Quoted passage:
# Would you.....



## Zayna (Apr 19, 2009)

.... recommend that a first time fish keeper get marine fish?? Or is it much better to stick to coldwater?


----------



## Guest (Aug 7, 2010)

Well I know nothing of fish!! other then I have admire the marine variety on maqny occassions! was told that they are more difficult to look after then the cold water variety!
Chillinator knows his onions where fish are concerned though! check out some of his threads!

DT


----------



## hawksport (Dec 27, 2009)

Not unless you have an experienced friend close by who is willing to put a lot of time in to help you. The only advantage of going straight to marine is that you never learn you can get away with mistakes. Some people swap to marines and because they have got away with things in a tropical tank think they will with marines


----------



## Guest (Aug 7, 2010)

I agree with hawksport, unless you have someone experienced to turn to when things go wrong, I'd give it a miss for now.

While marine fishkeeping has never been easier with advanced knowledge and better equipment, it is still easy to make small errors that can turn into big problems.

The main problem is that marine organisms come from an environment that is nearly perfectly stable, and hardly ever changes chemically. This makes marine fish and invertebrates quite sensitive to sudden and large fluctuations.

Remember, that you aren't necessarily restricted to coldwater fish. A large number of tropical species are actually much easier to keep, with hundreds of species being much smaller in size and easier to house. A large portion of tropical fish can actually be hardier than goldfish. The only additional pieces of equipment that you need are a heater and a good digital thermometer.


----------



## Maiisiku (Feb 20, 2009)

I've had reasonable success with my freshwater tropical tank. But I wouldn't even dream of going marine until I had a few more years experience. It's got a lot more involved in it and the slightest mistake can cost you £100's or £1000's of pounds.


----------



## hawksport (Dec 27, 2009)

A tank of Mbuna would make a good stepping stone to marines. Wish I had kept mine now


----------



## Zayna (Apr 19, 2009)

thanks guys, will steer clear of marines for now then.... my friend is giving me a tank next week, i know it has a filter and a heater. I did have my heart set on a couple of fancy goldfish but although the tank is fair size i dont think it will be big enough for 2 fancy goldfish as i know they need alot of room.

Was thinking about getting a couple of smaller fish instead??

Any ideas??


----------



## Fishyfins (Feb 28, 2009)

Record excerpts:
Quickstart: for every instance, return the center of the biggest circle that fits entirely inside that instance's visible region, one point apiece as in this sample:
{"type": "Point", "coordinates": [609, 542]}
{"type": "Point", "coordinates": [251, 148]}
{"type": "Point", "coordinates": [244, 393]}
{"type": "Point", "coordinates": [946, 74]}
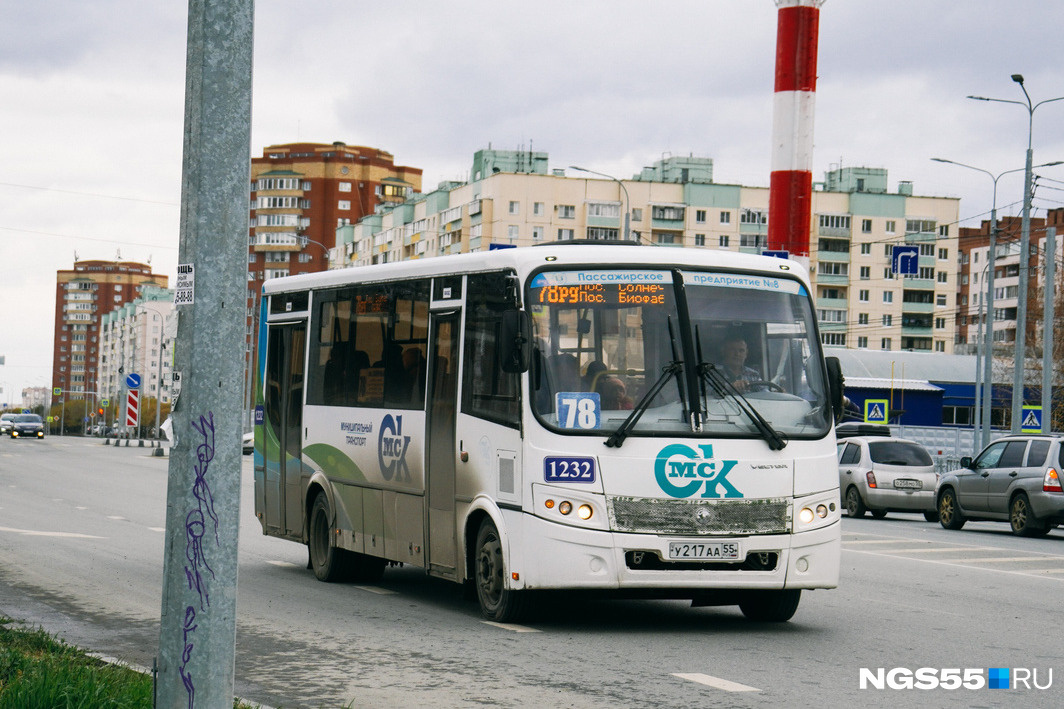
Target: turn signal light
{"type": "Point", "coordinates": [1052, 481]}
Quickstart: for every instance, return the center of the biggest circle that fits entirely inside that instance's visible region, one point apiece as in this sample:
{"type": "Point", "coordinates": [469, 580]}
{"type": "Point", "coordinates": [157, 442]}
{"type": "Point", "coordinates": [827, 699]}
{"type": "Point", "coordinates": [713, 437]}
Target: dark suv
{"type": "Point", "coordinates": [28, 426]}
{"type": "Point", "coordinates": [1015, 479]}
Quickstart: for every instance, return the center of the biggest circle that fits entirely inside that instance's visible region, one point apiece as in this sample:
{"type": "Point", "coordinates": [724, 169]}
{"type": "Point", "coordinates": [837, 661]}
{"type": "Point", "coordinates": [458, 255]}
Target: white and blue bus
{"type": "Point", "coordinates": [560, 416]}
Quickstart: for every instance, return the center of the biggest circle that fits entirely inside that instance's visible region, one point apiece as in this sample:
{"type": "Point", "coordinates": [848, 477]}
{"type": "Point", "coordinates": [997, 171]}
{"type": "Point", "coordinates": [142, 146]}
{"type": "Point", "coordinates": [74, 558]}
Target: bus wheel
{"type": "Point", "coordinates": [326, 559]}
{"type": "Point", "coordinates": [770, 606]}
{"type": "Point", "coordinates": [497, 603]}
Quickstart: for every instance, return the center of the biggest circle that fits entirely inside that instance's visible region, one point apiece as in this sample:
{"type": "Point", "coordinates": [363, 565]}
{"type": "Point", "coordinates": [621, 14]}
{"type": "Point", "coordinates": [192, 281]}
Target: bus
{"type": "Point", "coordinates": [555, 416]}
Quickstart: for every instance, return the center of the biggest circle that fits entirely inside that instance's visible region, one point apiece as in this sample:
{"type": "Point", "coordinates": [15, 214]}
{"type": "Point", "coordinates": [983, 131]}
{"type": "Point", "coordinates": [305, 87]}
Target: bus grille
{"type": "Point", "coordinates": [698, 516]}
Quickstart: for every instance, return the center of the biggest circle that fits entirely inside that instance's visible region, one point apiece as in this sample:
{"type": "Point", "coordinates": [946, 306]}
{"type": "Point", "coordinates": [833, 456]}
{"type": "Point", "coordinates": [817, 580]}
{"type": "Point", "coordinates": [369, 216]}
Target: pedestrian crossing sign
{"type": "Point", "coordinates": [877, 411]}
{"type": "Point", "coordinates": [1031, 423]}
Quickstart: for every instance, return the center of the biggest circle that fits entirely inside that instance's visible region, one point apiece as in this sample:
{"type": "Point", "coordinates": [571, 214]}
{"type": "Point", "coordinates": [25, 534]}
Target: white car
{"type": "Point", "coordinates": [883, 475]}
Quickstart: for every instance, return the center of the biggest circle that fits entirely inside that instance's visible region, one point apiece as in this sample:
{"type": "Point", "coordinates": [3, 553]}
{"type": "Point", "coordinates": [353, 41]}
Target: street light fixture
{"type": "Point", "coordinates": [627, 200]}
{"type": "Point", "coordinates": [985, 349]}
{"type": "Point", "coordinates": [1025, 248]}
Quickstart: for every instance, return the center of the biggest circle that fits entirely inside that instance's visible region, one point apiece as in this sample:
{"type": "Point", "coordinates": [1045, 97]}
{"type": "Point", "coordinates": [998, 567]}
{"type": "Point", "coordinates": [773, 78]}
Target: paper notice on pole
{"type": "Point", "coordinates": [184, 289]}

Prompt A: Reproduce a passage from the fishkeeping thread word for word, beginning at the words "Remember, that you" and stopping after "or £1000's of pounds.".
Prompt B: Carry the fishkeeping thread forward from its last line.
The records have no connection to the fishkeeping thread.

Final answer A:
Remember, that you aren't necessarily restricted to coldwater fish. A large number of tropical species are actually much easier to keep, with hundreds of species being much smaller in size and easier to house. A large portion of tropical fish can actually be hardier than goldfish. The only additional pieces of equipment that you need are a heater and a good digital thermometer.


----------



## Maiisiku (Feb 20, 2009)

I've had reasonable success with my freshwater tropical tank. But I wouldn't even dream of going marine until I had a few more years experience. It's got a lot more involved in it and the slightest mistake can cost you £100's or £1000's of pounds.

Final answer B:
i, in a way, would like to disagree with the above views. ive been keeping fish for nearly 15 years, of all disciplines (coldwater, right through to marine), and ive worked in the trade for 6 years, dealing with them all as well. and i would venture to say that marine is a lot easier than freshwater. this is both from my own personal experience, and the experiences in the trade.

now, there are obvious differences between freshwater and marine, in terms of everything from equipment needed, to the fish and environment.

the hardest thing about marine is the initial set up. with tropical, the setting up is indeed a lot easier. baicaly, get a tank, get your filter and heater, cycle it fishlessly, then add fish gradually. equipment is all standard and easily available, and very little else is needed.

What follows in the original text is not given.